Prompt =
Continue the passage on how BRCA2-mutant cancer cells become resistant to drugs, starting right after its last sentence.
[Opening Exercise passage section]
Cancers that arise as a result of mutation in either BRCA1 or BRCA2 are deficient in specific aspects of DNA repair and are sensitive to drugs that exploit this weakness, unless resistance occurs. Two groups have now identified one mechanism of resistance: the re-expression of a functional form of BRCA2; in some cases almost the full-length protein.

BRCA2, along with the recombinase RAD51, is involved in the repair of DNA double-strand breaks through homologous recombination (HR). Loss of this pathway makes BRCA2-mutant tumours sensitive to DNA cross-linking agents, such as the platinum-based drugs, and also to inhibition of poly (ADP-ribose) polymerase 1 (PARP1), an enzyme involved in DNA repair. To examine how resistance to these drugs develops, Alan Ashworth and colleagues, and Toshiyasu Taniguchi and colleagues, examined drug-resistant clones produced from the BRCA2-deficient pancreatic cancer cell line CAPAN1. This cell line expresses a mutant BRCA2 with a frameshift mutation (6174delT) that results in a truncated form of the protein that lacks the carboxyl terminus and cannot bind RAD51. Fluorescence in situ hybridisation carried out by both groups indicated that CAPAN1 cells have at least two copies of the mutant 6174delT BRCA2 gene.

Ashworth and colleagues produced PARP-inhibitor-resistant (PIR) CAPAN1 clones through exposure to the PARP inhibitor KU0058948 and found most of the clones were able to form RAD51 foci after treatment with the PARP inhibitor or exposure to X-rays. Although these clones still expressed the 6174delT mutant protein, they also expressed new BRCA2 proteins that had both the amino and carboxyl termini. Further examination indicated that some had increased copies of the BRCA2 gene and intragenic deletions of varying size that deleted the frameshift mutation and restored expression of the C-terminal portion of the protein. Ashworth and colleagues found that the PIR clones were also resistant to treatment with platinum drugs.
[Closing Exercise passage section]
[Opening Dataset content section]
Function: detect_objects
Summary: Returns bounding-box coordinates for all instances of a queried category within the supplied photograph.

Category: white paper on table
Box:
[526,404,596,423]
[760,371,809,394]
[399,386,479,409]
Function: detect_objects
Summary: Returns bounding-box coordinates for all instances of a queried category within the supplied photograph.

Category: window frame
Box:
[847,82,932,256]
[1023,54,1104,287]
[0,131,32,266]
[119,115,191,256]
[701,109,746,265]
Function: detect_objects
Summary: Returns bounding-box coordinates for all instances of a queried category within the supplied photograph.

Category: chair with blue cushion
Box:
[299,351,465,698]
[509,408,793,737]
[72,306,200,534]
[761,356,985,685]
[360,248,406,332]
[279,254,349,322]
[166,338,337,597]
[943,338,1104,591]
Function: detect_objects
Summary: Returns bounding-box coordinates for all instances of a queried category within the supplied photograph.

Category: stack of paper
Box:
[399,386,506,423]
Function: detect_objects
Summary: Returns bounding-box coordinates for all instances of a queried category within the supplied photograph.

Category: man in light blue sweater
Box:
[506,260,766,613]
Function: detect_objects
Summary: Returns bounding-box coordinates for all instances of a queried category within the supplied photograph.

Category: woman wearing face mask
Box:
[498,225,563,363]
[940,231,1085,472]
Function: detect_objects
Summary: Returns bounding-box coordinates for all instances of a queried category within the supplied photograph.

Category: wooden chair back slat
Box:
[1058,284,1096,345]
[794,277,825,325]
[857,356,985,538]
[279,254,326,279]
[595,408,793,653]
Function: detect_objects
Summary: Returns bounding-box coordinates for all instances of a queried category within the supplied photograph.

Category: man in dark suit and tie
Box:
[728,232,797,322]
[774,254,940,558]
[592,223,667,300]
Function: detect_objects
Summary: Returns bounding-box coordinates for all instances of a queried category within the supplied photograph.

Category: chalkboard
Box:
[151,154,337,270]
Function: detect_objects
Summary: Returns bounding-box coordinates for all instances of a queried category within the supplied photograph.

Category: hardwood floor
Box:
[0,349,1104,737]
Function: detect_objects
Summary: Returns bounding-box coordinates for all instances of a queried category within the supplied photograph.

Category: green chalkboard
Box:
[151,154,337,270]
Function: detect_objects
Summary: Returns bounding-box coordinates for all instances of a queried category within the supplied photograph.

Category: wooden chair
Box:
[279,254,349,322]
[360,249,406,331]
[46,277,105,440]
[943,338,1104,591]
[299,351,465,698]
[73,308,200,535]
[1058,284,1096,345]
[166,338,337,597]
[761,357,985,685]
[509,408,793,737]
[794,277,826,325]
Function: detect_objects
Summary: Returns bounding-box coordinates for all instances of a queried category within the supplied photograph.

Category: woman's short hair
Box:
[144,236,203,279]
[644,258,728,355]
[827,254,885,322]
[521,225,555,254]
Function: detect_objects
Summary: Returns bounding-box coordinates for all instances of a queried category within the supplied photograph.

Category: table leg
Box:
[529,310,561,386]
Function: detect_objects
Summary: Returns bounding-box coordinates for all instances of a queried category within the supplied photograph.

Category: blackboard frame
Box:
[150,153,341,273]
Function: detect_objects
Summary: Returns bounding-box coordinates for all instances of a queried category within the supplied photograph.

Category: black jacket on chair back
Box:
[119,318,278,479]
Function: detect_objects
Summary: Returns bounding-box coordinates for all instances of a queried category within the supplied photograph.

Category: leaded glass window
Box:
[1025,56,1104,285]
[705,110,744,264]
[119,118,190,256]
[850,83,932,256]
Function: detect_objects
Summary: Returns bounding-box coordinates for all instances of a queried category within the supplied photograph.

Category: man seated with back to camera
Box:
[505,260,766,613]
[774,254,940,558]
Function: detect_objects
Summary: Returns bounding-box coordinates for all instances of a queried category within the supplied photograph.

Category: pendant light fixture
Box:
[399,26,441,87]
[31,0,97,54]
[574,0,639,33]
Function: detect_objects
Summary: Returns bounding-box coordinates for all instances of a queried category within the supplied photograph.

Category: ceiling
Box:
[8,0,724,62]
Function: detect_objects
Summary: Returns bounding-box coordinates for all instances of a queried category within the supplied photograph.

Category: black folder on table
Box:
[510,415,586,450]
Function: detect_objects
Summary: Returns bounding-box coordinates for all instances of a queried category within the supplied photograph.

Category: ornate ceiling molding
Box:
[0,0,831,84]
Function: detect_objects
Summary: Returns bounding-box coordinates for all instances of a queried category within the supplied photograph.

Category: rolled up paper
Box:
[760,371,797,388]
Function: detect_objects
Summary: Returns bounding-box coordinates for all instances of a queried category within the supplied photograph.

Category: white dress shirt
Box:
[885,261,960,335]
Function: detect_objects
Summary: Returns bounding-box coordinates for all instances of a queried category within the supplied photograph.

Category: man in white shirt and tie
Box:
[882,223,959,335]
[Closing Dataset content section]
Result for this exercise =
Taniguchi and colleagues examined 14 cisplatin-resistant CAPAN1 clones and found that 7 re-expressed BRCA2 at lengths close to that of the wild type. They found that intragenic mutations had arisen in duplicated copies of BRCA2 that corrected the 6174delT frameshift mutation. These mutant clones formed RAD51 foci when the cells were treated with ionizing radiation, and were also resistant to PARP inhibitors. Interestingly, the remaining 7 resistant clones showed no change in BRAC2 expression and remained sensitive to PARP inhibitors, indicating an alternative mechanism(s) of resistance to cisplatin.

Both groups investigated tumours from a small number of patients with ovarian cancer with known mutations in BRCA2 and found that resistance to platinum, part of the standard treatment for ovarian cancer, can be associated with the re-expression of a functional form of BRCA2.

So, it seems that it will be important to determine the mechanisms of resistance in patients with BRCA2-mutant tumours, as those that do not show changes in BRCA2 and are resistant to platinum drugs might remain sensitive to PARP inhibitors once these agents reach the clinic. Ironically, as both papers point out, it might be the case that the DNA repair defects caused by mutation of BRCA2 increase the likelihood of mutations that lead to the deletion of the 6174delT frameshift and drug resistance.